--- THE REQUEST ---
Turn the records below into a JSON array of strings, with one string for each line. Leave out any blank lines.

A data block
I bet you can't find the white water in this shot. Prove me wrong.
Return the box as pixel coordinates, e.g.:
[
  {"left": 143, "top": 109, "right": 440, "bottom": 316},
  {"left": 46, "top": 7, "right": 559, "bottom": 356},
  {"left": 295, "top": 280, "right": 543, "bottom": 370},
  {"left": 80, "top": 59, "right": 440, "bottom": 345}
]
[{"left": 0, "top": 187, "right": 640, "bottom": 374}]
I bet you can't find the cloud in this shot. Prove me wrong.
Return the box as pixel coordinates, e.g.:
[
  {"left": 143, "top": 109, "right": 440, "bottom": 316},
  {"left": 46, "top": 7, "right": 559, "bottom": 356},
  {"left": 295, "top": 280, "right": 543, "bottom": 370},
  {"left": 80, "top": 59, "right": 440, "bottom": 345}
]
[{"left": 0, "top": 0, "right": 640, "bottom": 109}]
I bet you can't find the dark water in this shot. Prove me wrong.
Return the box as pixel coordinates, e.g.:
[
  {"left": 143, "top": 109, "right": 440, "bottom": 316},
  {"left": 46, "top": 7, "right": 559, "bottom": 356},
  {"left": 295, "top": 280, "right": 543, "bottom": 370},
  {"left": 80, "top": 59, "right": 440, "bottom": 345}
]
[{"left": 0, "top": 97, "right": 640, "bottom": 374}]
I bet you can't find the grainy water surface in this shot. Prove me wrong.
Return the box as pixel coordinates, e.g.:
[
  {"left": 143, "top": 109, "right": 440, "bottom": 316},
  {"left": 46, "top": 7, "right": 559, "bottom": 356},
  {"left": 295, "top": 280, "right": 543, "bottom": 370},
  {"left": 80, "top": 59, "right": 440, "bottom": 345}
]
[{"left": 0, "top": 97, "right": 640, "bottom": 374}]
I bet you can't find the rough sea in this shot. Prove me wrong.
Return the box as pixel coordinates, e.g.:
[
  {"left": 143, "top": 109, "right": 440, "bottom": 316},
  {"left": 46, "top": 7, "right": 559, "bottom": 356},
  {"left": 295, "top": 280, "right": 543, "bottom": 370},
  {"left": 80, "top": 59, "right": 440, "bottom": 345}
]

--- ANSWER TO THE PROBLEM ---
[
  "I bet you can't find the white water in this shot. Prove me wrong.",
  "Return the box as pixel coordinates, e.g.:",
  "[",
  "  {\"left\": 143, \"top\": 109, \"right\": 440, \"bottom\": 316},",
  "  {\"left\": 46, \"top\": 7, \"right\": 559, \"bottom\": 356},",
  "  {\"left\": 295, \"top\": 280, \"right\": 543, \"bottom\": 370},",
  "  {\"left\": 80, \"top\": 59, \"right\": 440, \"bottom\": 345}",
  "]",
  "[{\"left\": 0, \"top\": 187, \"right\": 640, \"bottom\": 374}]",
  "I bet you can't find the cloud in this shot. Prove me wrong.",
  "Return the box as pixel coordinates, e.g.:",
  "[",
  "  {\"left\": 143, \"top\": 109, \"right\": 440, \"bottom\": 316},",
  "  {\"left\": 46, \"top\": 7, \"right\": 559, \"bottom\": 356},",
  "  {\"left\": 295, \"top\": 280, \"right\": 543, \"bottom\": 370},",
  "  {\"left\": 80, \"top\": 59, \"right\": 440, \"bottom\": 345}",
  "]",
  "[{\"left\": 0, \"top\": 0, \"right\": 640, \"bottom\": 109}]",
  "I bet you can't find the dark water in this shot. Prove me wrong.",
  "Return the box as pixel coordinates, e.g.:",
  "[",
  "  {\"left\": 143, \"top\": 109, \"right\": 440, \"bottom\": 316},",
  "  {\"left\": 46, \"top\": 7, \"right\": 559, \"bottom\": 356},",
  "  {\"left\": 295, \"top\": 280, \"right\": 543, \"bottom\": 370},",
  "  {\"left\": 80, \"top\": 59, \"right\": 440, \"bottom\": 345}",
  "]",
  "[{\"left\": 0, \"top\": 97, \"right\": 640, \"bottom\": 374}]",
  "I bet you can't find the grainy water surface in this shot. Prove me wrong.",
  "Return the box as pixel coordinates, e.g.:",
  "[",
  "  {\"left\": 143, \"top\": 109, \"right\": 440, \"bottom\": 316},",
  "  {\"left\": 46, \"top\": 7, \"right\": 559, \"bottom\": 356},",
  "  {\"left\": 295, \"top\": 280, \"right\": 543, \"bottom\": 370},",
  "  {\"left\": 80, \"top\": 59, \"right\": 440, \"bottom\": 345}",
  "]",
  "[{\"left\": 0, \"top\": 97, \"right\": 640, \"bottom\": 374}]",
  "I bet you can't find the rough sea in this shot. Prove me wrong.",
  "Return the box as pixel coordinates, e.g.:",
  "[",
  "  {\"left\": 143, \"top\": 109, \"right\": 440, \"bottom\": 316},",
  "  {\"left\": 46, \"top\": 7, \"right\": 559, \"bottom\": 356},",
  "  {\"left\": 295, \"top\": 280, \"right\": 543, \"bottom\": 370},",
  "  {\"left\": 80, \"top\": 59, \"right\": 440, \"bottom\": 345}",
  "]"
]